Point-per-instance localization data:
-- Opening Marker --

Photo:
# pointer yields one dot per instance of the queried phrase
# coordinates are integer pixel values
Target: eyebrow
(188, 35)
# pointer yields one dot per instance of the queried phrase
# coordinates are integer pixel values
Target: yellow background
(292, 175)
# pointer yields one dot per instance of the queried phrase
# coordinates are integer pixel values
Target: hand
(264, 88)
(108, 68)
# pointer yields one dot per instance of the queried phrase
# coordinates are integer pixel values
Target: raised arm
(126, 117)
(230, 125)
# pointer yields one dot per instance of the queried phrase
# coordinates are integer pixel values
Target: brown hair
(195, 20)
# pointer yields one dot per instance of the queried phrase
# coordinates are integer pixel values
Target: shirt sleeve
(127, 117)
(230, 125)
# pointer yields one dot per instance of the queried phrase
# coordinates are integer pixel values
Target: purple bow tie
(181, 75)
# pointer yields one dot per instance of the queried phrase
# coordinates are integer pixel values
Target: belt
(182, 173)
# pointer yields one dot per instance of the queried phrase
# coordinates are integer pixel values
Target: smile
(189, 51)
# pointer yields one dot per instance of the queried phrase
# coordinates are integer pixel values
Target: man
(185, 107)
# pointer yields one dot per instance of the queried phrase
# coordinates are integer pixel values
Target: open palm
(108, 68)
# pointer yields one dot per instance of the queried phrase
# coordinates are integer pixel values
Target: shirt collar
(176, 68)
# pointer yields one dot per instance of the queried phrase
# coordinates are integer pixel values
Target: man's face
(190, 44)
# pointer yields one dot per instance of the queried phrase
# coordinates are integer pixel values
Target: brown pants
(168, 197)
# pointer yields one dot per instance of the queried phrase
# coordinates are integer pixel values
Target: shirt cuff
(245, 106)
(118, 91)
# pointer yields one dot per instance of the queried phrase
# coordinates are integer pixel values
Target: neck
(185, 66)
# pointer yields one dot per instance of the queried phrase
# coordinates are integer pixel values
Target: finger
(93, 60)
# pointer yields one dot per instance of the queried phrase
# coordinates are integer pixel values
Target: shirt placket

-- Closing Marker --

◆ **DIRECTIONS**:
Output the entries verbatim.

◆ **RESPONSE TO THE EXERCISE**:
Photo:
# pointer yields one dot per instance of the queried phrase
# coordinates are integer pixel values
Target: eyebrow
(188, 35)
# pointer yields one dot per instance of the queried phrase
# coordinates are integer pixel values
Target: yellow background
(292, 175)
# pointer yields one dot per instance of the queried phrase
# coordinates are integer pixel values
Target: hand
(264, 88)
(108, 68)
# pointer yields one dot per instance of the queried phrase
# coordinates are integer pixel values
Target: raised arm
(126, 117)
(230, 125)
# pointer yields one dot per instance of the queried phrase
# coordinates are integer pixel values
Target: brown hair
(195, 20)
# pointer yields one dot per instance of the queried phrase
# coordinates are integer pixel values
Target: shirt sleeve
(127, 117)
(230, 125)
# pointer yields one dot per instance of the queried phrase
# coordinates are integer pixel values
Target: purple bow tie
(181, 75)
# pointer yields one dot per instance of the queried phrase
# coordinates are integer pixel values
Target: belt
(182, 173)
# pointer yields one dot per instance of the queried phrase
# coordinates are integer pixel values
Target: smile
(189, 51)
# pointer yields one dot per instance of the queried phrase
# coordinates are integer pixel values
Target: man
(185, 107)
# pointer yields one dot per instance of the queried phrase
# coordinates are integer pixel values
Target: open palm
(108, 68)
# pointer yields one dot per instance of the queried phrase
# coordinates are integer pixel values
Target: shirt collar
(176, 68)
# pointer yields one dot per instance of the queried phrase
# coordinates are integer pixel values
Target: man's face
(190, 44)
# pointer yields one dot per instance of the queried phrase
# coordinates are integer pixel values
Target: brown pants
(168, 197)
# pointer yields one dot per instance of the queried phrase
# coordinates are integer pixel values
Target: shirt cuff
(245, 106)
(118, 91)
# pointer yields one dot per instance of the queried phrase
# coordinates are integer pixel values
Target: neck
(185, 66)
# pointer yields one dot per instance of the queried phrase
# coordinates are integer pixel values
Target: finger
(93, 60)
# pointer yields one dot per instance of the queried phrase
# coordinates are integer pixel values
Target: shirt placket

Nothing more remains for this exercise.